The impact that religious faith has on improving physical well-being is set to be evaluated by a group of researchers from the University of North Texas Health Science Center (UNTHSC) in a study that will test its effects against obesity and diabetes. The investigators, who believe that faith promotes spiritual health, will seek to understand its influence on the body as well by working with pastors at churches in southern Dallas County.
The five-year UNTHSC research project is collaborating with churches to understand the effectiveness of education for the prevention of obesity and diabetes that include faith-based components. The investigators will focus particularly on African-American women, since statistics demonstrate their higher probability to suffer from obesity and diabetes than Caucasian women. In addition, studies reveal that they are also more likely to feel a stronger influence from their church in their daily lives.
“We hypothesized that if we included some faith-based concepts and involved their pastor, that this might improve their motivation and lead to better outcomes,” said Heather Kitzman-Ulrich, PhD, Assistant Professor of Behavioral and Community Health and Principal Investigator.
As part of the project, a 16-week curriculum was written with the assistance of an advisory group of pastors and their wives, integrating not only faith-based elements, but also sermons delivered by the pastors into The Diabetes Prevention Program. In addition, the program also includes weekly goals, scripture, participant and facilitator materials, prayer, and take-home faith activities.

● Dataset entries:
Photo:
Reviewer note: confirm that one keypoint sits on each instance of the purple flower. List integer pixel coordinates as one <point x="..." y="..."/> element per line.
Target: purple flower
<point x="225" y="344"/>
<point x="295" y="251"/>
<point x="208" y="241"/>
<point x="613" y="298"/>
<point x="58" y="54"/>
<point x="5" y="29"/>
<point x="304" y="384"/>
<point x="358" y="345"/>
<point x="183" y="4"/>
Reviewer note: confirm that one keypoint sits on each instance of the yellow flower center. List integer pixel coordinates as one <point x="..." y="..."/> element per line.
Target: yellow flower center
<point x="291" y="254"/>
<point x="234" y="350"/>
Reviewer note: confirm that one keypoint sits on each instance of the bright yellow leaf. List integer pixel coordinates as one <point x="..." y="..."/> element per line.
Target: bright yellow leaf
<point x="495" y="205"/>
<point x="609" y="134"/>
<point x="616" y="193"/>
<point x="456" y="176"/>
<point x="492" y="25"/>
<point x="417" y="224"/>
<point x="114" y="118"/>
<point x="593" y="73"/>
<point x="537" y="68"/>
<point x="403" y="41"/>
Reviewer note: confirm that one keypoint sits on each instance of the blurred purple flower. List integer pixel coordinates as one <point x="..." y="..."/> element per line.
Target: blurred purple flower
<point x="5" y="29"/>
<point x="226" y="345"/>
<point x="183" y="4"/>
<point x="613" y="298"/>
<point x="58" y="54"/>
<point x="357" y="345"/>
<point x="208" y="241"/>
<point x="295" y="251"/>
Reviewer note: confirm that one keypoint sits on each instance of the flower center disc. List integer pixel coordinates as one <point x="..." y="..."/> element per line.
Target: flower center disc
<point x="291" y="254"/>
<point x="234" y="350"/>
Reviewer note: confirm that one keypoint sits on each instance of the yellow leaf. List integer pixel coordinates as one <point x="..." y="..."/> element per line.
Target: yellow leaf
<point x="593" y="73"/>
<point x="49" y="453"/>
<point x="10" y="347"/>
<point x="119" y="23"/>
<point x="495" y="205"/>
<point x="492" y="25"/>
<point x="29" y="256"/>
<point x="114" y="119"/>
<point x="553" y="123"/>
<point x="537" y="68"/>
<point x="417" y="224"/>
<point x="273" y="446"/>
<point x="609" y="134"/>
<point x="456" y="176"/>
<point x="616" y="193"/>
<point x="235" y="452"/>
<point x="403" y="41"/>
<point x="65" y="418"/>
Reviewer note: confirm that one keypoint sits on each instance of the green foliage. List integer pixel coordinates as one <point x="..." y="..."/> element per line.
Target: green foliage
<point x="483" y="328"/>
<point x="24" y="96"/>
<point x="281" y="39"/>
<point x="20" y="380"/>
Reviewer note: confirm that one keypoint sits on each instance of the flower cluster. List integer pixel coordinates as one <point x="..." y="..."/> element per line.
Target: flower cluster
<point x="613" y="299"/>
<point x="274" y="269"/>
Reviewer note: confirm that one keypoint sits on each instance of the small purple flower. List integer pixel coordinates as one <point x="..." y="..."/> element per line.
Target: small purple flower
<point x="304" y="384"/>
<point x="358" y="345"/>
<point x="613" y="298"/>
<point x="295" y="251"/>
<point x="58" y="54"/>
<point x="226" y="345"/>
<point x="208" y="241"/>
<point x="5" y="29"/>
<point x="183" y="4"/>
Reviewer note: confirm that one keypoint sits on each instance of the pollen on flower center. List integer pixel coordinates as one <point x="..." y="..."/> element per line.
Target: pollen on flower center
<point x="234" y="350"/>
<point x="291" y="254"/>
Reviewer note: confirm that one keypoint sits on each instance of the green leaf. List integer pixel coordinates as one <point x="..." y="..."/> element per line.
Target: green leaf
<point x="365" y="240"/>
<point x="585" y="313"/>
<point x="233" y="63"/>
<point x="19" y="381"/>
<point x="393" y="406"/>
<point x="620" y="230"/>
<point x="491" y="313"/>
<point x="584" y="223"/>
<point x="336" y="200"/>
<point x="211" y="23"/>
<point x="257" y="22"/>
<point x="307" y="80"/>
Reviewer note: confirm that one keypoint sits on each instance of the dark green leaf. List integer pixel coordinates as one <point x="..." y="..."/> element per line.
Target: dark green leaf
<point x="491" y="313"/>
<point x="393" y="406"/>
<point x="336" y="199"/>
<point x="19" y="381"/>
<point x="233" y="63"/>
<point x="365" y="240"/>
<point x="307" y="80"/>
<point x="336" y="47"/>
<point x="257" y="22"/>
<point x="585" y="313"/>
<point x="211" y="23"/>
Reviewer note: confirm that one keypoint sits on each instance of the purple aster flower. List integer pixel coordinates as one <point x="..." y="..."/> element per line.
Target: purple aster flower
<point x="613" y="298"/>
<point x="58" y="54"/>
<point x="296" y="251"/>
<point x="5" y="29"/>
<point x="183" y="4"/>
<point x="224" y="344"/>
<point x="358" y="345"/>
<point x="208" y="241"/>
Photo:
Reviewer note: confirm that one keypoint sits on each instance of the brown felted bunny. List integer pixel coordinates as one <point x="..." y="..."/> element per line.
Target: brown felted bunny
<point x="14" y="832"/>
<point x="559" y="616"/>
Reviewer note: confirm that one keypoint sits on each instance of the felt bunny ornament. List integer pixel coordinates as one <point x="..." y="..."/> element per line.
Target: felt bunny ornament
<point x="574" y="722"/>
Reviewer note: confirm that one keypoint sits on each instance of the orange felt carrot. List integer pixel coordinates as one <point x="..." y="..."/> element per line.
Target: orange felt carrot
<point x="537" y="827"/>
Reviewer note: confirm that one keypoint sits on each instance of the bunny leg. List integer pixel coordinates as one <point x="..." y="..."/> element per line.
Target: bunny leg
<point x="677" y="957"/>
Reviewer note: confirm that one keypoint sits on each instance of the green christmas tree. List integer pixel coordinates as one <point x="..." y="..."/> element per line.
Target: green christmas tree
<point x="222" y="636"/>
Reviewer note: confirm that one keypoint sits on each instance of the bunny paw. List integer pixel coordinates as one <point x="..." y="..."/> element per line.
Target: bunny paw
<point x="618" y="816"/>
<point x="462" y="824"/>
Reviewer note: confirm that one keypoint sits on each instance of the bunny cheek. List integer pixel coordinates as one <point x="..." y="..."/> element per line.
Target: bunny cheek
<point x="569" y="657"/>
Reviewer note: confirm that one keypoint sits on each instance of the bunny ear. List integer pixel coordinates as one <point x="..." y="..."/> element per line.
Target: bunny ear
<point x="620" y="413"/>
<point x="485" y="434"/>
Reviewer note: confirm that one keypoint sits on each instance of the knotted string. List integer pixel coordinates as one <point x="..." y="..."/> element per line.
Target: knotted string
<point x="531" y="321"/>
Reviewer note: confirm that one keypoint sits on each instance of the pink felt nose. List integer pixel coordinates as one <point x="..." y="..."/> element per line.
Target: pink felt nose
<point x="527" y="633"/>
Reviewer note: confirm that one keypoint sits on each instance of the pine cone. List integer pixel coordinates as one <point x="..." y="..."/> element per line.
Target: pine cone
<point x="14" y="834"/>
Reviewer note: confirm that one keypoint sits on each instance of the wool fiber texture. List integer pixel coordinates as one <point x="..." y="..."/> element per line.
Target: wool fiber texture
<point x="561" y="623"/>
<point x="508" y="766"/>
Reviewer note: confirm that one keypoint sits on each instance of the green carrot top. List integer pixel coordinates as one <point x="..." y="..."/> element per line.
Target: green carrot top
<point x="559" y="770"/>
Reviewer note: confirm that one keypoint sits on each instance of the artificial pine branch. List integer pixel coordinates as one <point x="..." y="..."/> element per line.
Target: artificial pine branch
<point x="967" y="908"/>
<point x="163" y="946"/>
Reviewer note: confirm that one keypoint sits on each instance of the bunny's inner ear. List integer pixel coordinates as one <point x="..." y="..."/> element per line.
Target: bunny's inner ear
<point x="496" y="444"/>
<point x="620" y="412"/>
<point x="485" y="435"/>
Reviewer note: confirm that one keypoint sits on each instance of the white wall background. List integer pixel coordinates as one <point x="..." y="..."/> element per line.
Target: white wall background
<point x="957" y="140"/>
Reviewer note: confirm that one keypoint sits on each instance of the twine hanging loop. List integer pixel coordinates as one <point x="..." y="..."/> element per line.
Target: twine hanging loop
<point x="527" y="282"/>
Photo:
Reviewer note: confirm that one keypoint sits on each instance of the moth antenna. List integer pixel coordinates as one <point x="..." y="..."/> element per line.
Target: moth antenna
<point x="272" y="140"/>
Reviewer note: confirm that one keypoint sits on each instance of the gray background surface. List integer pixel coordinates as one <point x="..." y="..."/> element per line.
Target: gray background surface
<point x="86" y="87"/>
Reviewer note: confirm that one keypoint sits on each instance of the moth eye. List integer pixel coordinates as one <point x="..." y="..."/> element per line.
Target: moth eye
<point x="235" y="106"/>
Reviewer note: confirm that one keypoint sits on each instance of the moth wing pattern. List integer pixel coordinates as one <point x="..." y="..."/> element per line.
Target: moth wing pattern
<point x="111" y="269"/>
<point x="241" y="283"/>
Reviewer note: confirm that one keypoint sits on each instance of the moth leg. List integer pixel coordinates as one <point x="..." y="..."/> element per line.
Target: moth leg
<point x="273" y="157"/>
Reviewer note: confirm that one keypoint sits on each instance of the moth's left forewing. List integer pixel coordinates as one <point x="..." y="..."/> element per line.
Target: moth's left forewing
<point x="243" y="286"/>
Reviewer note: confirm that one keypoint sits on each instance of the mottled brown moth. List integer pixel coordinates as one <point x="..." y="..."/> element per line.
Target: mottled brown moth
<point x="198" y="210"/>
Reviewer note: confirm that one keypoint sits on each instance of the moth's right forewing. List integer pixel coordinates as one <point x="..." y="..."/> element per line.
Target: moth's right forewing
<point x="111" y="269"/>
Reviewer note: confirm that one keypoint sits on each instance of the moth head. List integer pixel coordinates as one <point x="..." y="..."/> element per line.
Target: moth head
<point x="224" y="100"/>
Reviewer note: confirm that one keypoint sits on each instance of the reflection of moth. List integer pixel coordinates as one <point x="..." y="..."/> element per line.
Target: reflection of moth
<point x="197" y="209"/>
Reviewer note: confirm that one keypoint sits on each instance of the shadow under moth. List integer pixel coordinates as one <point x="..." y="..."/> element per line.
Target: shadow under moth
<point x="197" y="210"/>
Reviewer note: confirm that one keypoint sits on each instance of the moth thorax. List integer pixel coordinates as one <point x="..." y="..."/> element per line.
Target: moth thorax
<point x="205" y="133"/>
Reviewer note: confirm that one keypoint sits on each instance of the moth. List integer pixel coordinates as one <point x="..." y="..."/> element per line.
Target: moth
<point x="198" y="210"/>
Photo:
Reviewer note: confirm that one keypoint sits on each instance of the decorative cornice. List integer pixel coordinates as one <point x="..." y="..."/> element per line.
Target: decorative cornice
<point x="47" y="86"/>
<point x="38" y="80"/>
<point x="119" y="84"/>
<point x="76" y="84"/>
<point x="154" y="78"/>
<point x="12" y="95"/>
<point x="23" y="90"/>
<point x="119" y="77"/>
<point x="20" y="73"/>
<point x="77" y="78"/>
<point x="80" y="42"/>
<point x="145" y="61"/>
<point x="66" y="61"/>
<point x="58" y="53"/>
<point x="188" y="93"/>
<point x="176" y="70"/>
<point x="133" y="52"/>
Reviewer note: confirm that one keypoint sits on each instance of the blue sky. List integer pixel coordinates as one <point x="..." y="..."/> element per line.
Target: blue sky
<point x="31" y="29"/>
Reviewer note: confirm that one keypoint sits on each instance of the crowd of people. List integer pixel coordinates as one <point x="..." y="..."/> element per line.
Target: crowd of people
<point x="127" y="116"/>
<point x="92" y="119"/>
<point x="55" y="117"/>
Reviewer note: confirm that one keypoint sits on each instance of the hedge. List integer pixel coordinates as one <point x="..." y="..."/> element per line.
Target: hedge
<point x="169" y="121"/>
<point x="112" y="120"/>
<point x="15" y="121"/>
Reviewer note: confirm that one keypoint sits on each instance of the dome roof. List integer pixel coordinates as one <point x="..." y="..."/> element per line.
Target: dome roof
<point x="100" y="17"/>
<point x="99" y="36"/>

● Activity 1:
Answer these questions using the passage on the faith-based health study:
(a) How long will the UNTHSC research project last?
(b) Which group will the investigators focus on particularly?
(c) How many weeks long is the curriculum written for the project?
● Activity 2:
For each statement, decide whether it agrees with the passage on the faith-based health study, and quote the words that decide it.
(a) The researchers will work with pastors at churches in northern Dallas County.
(b) The curriculum was written with help from an advisory group of pastors and their wives.
(c) The program includes prayer.

● Task output 1:
(a) Five years.
(b) African-American women.
(c) 16 weeks.

● Task output 2:
(a) No: "working with pastors at churches in southern Dallas County"
(b) Yes: "a 16-week curriculum was written with the assistance of an advisory group of pastors and their wives"
(c) Yes: "the program also includes weekly goals, scripture, participant and facilitator materials, prayer, and take-home faith activities"